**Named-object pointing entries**
/---

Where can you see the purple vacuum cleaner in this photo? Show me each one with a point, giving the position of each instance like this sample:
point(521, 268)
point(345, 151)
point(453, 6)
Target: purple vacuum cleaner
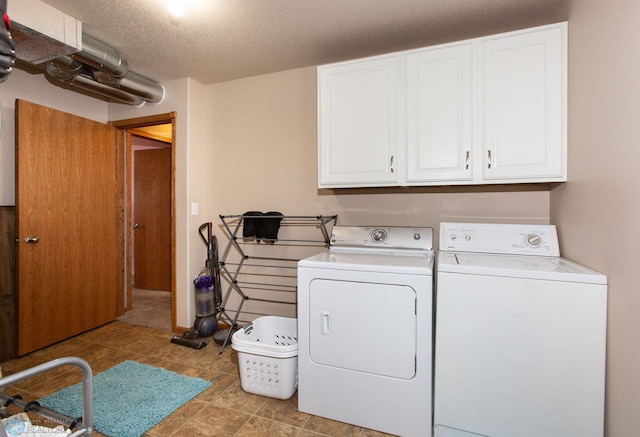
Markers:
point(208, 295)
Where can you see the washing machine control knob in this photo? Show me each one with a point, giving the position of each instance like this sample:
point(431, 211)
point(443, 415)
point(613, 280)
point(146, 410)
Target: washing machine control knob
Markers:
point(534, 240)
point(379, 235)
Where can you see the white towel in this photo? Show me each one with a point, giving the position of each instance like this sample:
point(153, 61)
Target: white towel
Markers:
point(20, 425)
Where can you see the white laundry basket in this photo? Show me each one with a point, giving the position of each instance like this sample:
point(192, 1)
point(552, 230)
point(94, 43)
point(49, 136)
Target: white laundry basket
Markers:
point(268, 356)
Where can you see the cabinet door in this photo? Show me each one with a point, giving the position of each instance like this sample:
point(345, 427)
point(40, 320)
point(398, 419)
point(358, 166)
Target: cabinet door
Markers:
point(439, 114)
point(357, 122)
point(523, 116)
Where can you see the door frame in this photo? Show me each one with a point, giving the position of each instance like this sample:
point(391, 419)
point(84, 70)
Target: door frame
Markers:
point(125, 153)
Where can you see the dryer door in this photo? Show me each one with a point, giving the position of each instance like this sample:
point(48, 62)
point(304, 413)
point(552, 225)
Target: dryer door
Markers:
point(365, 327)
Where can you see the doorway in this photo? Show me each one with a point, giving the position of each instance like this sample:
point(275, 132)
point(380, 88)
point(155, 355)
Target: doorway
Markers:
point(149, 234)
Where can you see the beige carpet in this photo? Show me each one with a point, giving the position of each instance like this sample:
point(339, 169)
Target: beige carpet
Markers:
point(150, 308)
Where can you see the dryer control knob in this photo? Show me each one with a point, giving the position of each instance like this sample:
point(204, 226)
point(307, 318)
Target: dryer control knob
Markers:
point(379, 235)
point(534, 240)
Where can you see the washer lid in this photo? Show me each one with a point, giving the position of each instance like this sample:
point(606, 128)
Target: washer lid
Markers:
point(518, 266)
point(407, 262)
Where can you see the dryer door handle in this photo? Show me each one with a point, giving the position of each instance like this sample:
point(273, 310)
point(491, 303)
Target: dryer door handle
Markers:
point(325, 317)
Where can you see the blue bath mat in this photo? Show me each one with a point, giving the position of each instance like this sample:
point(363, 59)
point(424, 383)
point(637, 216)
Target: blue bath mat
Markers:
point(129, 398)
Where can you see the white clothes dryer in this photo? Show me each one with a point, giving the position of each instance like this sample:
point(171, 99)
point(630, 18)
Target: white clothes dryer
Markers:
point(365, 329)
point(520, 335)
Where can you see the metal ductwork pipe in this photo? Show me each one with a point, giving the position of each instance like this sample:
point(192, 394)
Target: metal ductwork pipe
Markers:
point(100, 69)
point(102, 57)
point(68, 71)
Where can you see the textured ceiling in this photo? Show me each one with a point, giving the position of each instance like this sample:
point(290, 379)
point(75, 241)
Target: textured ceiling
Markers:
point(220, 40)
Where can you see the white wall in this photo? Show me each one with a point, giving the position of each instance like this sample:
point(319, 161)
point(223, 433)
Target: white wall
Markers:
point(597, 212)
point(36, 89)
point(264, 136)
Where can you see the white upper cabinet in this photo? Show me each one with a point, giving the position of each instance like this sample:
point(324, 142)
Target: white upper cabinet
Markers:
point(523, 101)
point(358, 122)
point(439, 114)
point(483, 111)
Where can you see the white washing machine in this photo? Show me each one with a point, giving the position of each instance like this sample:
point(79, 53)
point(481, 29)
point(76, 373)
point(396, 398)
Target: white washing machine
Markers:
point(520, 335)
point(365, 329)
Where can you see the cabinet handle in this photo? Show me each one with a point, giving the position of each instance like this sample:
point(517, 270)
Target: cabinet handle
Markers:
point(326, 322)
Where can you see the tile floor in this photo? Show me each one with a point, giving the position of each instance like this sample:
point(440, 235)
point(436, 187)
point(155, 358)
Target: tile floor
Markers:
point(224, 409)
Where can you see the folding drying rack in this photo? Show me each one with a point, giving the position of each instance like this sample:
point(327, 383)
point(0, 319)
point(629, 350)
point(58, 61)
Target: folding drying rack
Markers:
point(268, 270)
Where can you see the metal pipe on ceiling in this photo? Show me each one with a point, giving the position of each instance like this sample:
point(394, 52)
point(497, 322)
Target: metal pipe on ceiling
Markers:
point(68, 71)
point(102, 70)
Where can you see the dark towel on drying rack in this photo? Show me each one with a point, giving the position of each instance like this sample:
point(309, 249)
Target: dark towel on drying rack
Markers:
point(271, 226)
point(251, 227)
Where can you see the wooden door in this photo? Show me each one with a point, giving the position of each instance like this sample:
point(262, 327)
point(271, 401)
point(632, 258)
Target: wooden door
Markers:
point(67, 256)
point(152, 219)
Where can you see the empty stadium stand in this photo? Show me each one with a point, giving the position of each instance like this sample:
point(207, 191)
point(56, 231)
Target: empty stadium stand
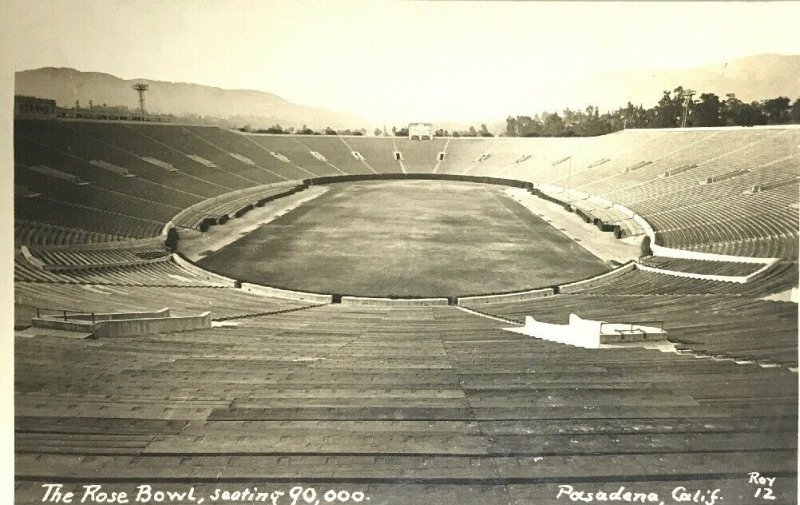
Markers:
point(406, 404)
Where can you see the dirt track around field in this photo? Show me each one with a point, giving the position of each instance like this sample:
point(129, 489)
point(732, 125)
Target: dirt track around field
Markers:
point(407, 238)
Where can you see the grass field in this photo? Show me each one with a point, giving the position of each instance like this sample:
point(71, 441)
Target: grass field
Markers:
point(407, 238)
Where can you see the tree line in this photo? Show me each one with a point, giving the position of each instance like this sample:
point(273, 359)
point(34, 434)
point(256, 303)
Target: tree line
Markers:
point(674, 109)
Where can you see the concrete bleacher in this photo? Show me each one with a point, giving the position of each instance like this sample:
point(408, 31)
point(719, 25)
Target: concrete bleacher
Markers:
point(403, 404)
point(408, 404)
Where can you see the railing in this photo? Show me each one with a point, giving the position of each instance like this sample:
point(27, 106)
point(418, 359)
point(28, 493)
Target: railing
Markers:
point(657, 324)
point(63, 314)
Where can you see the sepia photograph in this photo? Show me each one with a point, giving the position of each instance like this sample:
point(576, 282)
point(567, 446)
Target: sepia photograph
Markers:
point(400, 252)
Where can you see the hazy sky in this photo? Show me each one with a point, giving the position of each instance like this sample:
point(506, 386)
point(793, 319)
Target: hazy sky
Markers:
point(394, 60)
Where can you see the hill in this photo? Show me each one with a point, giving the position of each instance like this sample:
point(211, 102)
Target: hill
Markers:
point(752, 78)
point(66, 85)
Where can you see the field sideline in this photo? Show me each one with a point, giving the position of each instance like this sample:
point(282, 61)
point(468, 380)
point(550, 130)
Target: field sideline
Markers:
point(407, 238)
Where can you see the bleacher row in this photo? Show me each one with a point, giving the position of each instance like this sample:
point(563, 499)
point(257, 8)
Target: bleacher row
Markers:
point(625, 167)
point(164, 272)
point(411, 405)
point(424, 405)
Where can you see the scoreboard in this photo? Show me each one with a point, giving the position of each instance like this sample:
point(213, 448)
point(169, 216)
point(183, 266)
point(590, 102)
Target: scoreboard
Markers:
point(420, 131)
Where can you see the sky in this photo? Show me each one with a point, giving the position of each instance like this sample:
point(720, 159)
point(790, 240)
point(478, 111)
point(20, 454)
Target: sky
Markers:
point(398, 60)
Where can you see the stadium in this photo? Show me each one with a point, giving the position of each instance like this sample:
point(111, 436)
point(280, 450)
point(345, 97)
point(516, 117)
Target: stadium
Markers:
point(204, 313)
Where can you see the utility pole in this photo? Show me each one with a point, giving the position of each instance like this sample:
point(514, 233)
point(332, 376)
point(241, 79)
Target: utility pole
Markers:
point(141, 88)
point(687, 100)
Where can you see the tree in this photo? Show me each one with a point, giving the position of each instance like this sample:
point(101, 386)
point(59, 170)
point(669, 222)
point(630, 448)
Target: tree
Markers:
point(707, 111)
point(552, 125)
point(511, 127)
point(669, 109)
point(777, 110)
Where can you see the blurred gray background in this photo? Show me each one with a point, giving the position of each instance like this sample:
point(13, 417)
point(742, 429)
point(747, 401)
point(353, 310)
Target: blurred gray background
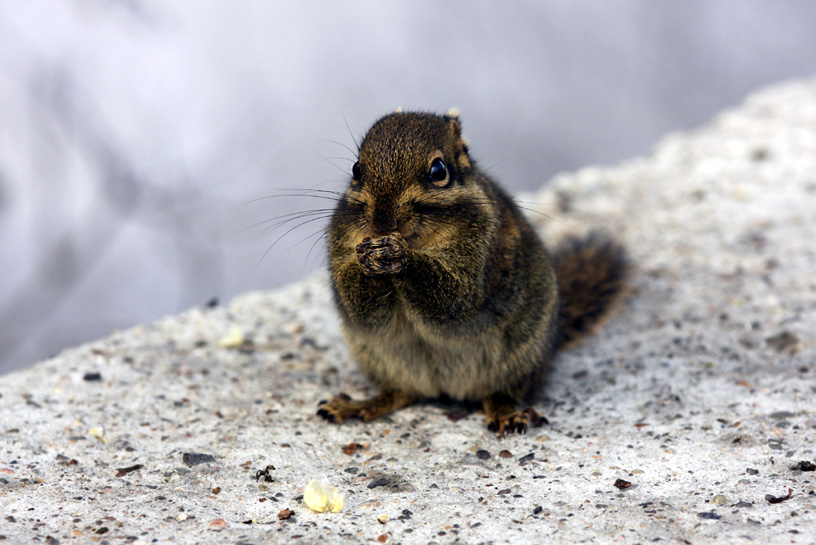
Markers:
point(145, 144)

\---
/---

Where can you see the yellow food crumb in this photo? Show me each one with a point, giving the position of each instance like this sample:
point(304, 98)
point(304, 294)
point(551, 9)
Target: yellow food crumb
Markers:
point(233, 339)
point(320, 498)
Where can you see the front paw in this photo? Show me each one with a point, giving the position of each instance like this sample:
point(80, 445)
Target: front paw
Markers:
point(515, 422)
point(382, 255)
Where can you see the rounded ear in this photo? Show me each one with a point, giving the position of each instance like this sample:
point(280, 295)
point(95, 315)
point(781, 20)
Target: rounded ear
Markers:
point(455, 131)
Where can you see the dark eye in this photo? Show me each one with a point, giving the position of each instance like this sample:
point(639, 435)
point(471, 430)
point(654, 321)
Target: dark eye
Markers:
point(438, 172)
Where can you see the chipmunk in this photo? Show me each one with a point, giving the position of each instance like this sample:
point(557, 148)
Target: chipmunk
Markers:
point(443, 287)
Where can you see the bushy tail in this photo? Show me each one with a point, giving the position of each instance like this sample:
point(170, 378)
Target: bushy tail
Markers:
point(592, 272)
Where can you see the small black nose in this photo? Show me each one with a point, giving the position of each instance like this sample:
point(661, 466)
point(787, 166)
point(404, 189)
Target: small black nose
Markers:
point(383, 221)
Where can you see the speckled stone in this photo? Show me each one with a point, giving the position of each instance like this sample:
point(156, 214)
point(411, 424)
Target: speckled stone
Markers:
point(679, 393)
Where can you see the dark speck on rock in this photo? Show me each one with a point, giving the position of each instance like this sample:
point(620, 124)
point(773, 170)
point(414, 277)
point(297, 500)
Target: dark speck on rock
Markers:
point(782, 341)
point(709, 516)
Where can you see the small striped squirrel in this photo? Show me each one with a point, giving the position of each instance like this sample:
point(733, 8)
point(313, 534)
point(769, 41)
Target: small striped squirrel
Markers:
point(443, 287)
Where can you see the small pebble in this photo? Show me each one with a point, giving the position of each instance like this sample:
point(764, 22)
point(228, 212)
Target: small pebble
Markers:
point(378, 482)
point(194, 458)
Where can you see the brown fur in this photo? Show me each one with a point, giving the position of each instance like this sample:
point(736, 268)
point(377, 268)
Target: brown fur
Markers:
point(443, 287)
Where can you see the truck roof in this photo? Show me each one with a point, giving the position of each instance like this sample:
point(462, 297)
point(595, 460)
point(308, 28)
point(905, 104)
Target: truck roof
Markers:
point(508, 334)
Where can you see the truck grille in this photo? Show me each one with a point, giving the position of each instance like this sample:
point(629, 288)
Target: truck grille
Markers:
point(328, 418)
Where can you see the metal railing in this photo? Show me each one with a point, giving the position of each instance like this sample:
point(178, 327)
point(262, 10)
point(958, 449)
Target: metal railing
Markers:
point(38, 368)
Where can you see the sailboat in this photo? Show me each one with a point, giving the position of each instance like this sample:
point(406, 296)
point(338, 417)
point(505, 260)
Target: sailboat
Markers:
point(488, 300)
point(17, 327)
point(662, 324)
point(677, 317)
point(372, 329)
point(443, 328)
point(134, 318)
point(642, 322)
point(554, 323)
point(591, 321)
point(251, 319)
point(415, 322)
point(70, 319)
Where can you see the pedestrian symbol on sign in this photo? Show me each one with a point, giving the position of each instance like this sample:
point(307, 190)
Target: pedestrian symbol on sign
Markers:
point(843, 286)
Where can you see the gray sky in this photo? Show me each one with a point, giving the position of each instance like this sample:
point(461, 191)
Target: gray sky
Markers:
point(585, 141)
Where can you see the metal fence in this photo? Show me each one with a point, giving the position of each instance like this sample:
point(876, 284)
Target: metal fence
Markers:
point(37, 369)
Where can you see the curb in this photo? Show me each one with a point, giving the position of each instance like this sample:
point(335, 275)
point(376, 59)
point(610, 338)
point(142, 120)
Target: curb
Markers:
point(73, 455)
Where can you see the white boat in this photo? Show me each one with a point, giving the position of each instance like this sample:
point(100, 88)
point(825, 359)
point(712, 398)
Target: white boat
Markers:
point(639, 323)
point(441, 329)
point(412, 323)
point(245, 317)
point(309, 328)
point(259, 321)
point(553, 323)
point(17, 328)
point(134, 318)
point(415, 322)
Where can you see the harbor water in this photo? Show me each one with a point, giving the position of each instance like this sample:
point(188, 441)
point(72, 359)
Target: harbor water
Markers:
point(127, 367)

\---

**Short task**
Convert the lines from the one containing "Where can you see the purple" up to and including the one containing "point(208, 295)" into a numbered list, dropping any blank lines. Leave the pictures out of your answer.

**Task answer**
1. Where can you see the purple vacuum cleaner in this photo? Show me each one with a point, giving the position of each instance like this sample:
2. point(521, 268)
3. point(345, 151)
4. point(453, 6)
5. Target: purple vacuum cleaner
6. Markers:
7. point(208, 295)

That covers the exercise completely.